*** DATASET RECORDS ***

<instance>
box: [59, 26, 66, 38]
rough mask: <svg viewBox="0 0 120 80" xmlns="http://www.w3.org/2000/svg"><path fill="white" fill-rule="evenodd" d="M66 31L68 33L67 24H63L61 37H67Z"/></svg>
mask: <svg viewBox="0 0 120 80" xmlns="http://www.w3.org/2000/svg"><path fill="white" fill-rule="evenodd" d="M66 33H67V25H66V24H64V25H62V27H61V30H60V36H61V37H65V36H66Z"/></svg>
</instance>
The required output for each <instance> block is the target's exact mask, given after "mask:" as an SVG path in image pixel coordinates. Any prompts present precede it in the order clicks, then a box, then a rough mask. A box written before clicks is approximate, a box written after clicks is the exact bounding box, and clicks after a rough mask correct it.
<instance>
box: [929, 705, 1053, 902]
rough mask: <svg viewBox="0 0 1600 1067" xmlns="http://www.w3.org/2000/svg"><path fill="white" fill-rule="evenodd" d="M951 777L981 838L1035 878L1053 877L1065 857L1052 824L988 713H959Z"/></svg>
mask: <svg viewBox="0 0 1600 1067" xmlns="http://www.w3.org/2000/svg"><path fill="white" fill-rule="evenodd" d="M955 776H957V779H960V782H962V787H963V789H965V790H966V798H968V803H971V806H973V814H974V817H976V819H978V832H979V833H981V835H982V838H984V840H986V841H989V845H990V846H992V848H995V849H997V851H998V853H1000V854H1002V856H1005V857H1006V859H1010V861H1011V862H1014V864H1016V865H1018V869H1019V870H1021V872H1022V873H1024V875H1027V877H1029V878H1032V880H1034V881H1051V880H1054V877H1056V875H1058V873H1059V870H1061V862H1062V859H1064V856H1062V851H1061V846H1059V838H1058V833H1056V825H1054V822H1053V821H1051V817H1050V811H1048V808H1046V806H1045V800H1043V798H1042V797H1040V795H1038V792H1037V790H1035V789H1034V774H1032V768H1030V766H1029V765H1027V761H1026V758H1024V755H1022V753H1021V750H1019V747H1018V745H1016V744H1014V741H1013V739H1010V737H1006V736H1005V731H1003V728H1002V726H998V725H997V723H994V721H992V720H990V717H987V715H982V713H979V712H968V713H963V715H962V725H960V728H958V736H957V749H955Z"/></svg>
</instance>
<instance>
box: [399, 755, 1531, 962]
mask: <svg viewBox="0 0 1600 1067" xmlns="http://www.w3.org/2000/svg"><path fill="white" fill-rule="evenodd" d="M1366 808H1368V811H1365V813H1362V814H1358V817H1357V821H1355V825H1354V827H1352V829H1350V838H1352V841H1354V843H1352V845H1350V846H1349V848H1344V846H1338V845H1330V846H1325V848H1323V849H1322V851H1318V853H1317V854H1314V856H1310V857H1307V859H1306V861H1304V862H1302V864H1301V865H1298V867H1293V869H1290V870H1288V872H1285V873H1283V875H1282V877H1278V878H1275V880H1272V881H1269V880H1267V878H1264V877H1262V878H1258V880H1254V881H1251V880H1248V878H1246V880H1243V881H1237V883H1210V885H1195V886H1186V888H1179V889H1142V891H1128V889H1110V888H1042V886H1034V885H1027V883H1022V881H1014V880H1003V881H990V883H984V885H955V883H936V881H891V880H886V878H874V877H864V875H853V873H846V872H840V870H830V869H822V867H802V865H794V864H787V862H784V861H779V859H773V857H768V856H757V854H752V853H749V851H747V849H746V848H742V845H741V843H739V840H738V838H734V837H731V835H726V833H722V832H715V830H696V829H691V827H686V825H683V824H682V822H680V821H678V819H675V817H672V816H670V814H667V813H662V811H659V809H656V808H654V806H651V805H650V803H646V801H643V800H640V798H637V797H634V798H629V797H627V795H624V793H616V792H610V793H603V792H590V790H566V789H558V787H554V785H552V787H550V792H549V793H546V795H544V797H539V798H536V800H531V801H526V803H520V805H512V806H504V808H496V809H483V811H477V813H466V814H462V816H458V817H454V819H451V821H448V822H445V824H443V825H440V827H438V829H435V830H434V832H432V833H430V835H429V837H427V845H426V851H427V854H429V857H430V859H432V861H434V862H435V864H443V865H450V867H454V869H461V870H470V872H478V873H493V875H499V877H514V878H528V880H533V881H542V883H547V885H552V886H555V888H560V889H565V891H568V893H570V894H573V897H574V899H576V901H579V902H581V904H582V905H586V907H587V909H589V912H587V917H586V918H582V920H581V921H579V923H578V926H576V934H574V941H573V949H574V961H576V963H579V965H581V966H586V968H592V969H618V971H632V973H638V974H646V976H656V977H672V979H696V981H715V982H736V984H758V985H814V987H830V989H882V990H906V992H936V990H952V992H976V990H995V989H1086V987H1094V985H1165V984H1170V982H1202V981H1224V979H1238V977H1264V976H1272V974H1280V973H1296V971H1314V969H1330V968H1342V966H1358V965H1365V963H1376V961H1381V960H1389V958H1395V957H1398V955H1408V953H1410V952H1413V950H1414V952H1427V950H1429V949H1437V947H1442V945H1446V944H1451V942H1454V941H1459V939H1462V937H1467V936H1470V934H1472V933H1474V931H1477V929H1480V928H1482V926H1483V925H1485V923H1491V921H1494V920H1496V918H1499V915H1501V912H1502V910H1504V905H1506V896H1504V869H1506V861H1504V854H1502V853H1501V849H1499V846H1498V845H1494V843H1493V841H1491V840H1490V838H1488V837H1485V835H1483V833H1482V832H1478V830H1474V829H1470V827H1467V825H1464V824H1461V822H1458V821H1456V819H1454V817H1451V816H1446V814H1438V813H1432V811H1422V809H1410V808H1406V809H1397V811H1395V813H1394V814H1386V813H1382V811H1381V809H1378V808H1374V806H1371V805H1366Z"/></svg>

*** End of DATASET RECORDS ***

**REQUIRED WORK:** Your task is to reproduce each entry exactly.

**ANSWER FOR THIS EXERCISE:**
<instance>
box: [59, 26, 66, 38]
rough mask: <svg viewBox="0 0 120 80" xmlns="http://www.w3.org/2000/svg"><path fill="white" fill-rule="evenodd" d="M66 31L68 33L67 24H63L61 37H67Z"/></svg>
mask: <svg viewBox="0 0 120 80" xmlns="http://www.w3.org/2000/svg"><path fill="white" fill-rule="evenodd" d="M66 33H67V25H66V24H64V25H62V27H61V30H60V36H61V37H65V36H66Z"/></svg>
</instance>
The required output for each <instance> block is the target's exact mask, given after "mask:" as an SVG path in image pixel coordinates. Any prompts present precede it in the order clicks, then a box, then a rough mask. A box written before clicks is approximate, a box written after clicks is the exact bounding box, and clicks after a rough mask correct it.
<instance>
box: [929, 705, 1053, 902]
rough mask: <svg viewBox="0 0 1600 1067" xmlns="http://www.w3.org/2000/svg"><path fill="white" fill-rule="evenodd" d="M951 777L981 838L1035 878L1053 877L1065 857L1052 824L988 713H959Z"/></svg>
mask: <svg viewBox="0 0 1600 1067" xmlns="http://www.w3.org/2000/svg"><path fill="white" fill-rule="evenodd" d="M955 776H957V779H960V782H962V787H963V789H965V790H966V798H968V803H971V806H973V814H974V817H976V819H978V832H979V833H981V835H982V838H984V840H986V841H989V845H990V846H992V848H995V849H997V851H998V853H1000V854H1002V856H1005V857H1006V859H1010V861H1011V862H1014V864H1016V865H1018V869H1019V870H1021V872H1022V873H1024V875H1027V877H1029V878H1032V880H1034V881H1051V880H1054V877H1056V875H1058V873H1059V870H1061V862H1062V859H1064V856H1062V851H1061V846H1059V838H1058V833H1056V825H1054V822H1053V821H1051V817H1050V811H1048V808H1046V806H1045V800H1043V798H1042V797H1040V795H1038V792H1037V790H1035V789H1034V774H1032V768H1030V766H1029V765H1027V761H1026V758H1024V755H1022V753H1021V750H1019V747H1018V745H1016V744H1014V741H1013V739H1010V737H1006V736H1005V731H1003V728H1002V726H998V725H997V723H994V721H992V720H990V717H987V715H982V713H979V712H968V713H963V715H962V725H960V728H958V736H957V749H955Z"/></svg>
</instance>
<instance>
box: [399, 755, 1531, 962]
mask: <svg viewBox="0 0 1600 1067" xmlns="http://www.w3.org/2000/svg"><path fill="white" fill-rule="evenodd" d="M1366 808H1368V811H1365V813H1362V814H1358V817H1357V821H1355V825H1354V827H1352V829H1350V838H1352V841H1354V843H1352V845H1350V846H1349V848H1344V846H1338V845H1330V846H1325V848H1323V849H1322V851H1318V853H1317V854H1314V856H1310V857H1307V859H1306V861H1304V862H1302V864H1301V865H1298V867H1293V869H1290V870H1288V872H1285V873H1283V875H1282V877H1278V878H1275V880H1272V881H1269V880H1267V878H1264V877H1262V878H1258V880H1254V881H1251V880H1248V878H1246V880H1243V881H1237V883H1210V885H1195V886H1186V888H1179V889H1142V891H1128V889H1110V888H1042V886H1034V885H1027V883H1022V881H1014V880H1003V881H990V883H984V885H955V883H936V881H891V880H886V878H874V877H864V875H853V873H846V872H840V870H830V869H822V867H802V865H794V864H787V862H784V861H779V859H773V857H768V856H757V854H752V853H749V851H747V849H746V848H742V845H741V843H739V840H738V838H734V837H731V835H726V833H722V832H715V830H696V829H691V827H686V825H683V824H682V822H680V821H678V819H675V817H672V816H670V814H667V813H662V811H659V809H656V808H654V806H651V805H650V803H646V801H643V800H640V798H637V797H634V798H629V797H627V795H624V793H616V792H610V793H603V792H590V790H566V789H558V787H554V785H552V787H550V792H549V793H546V795H544V797H539V798H536V800H531V801H526V803H520V805H512V806H504V808H496V809H483V811H477V813H466V814H462V816H458V817H454V819H451V821H448V822H445V824H443V825H440V827H438V829H435V830H434V832H432V833H430V835H429V837H427V845H426V851H427V854H429V857H430V859H432V861H434V862H435V864H443V865H450V867H454V869H461V870H470V872H478V873H493V875H499V877H514V878H528V880H533V881H542V883H547V885H552V886H555V888H560V889H565V891H568V893H570V894H573V897H574V899H576V901H579V902H581V904H582V905H586V907H587V909H589V912H587V917H586V918H582V920H581V921H579V923H578V926H576V934H574V941H573V949H574V961H576V963H579V965H581V966H586V968H592V969H618V971H632V973H638V974H646V976H656V977H672V979H696V981H715V982H736V984H758V985H814V987H830V989H882V990H906V992H936V990H952V992H976V990H995V989H1086V987H1094V985H1165V984H1170V982H1202V981H1224V979H1238V977H1264V976H1272V974H1280V973H1296V971H1314V969H1330V968H1342V966H1358V965H1365V963H1376V961H1381V960H1389V958H1395V957H1398V955H1408V953H1410V952H1413V950H1414V952H1427V950H1429V949H1437V947H1442V945H1446V944H1451V942H1454V941H1459V939H1462V937H1467V936H1470V934H1472V933H1474V931H1477V929H1480V928H1482V926H1483V925H1485V923H1491V921H1494V920H1496V918H1499V915H1501V912H1502V910H1504V905H1506V896H1504V869H1506V861H1504V854H1502V853H1501V849H1499V846H1498V845H1494V843H1493V841H1491V840H1490V838H1488V837H1485V835H1483V833H1482V832H1478V830H1474V829H1470V827H1467V825H1464V824H1461V822H1458V821H1456V819H1454V817H1451V816H1446V814H1438V813H1432V811H1422V809H1410V808H1406V809H1397V811H1395V813H1394V814H1386V813H1382V811H1381V809H1378V808H1374V806H1371V805H1366Z"/></svg>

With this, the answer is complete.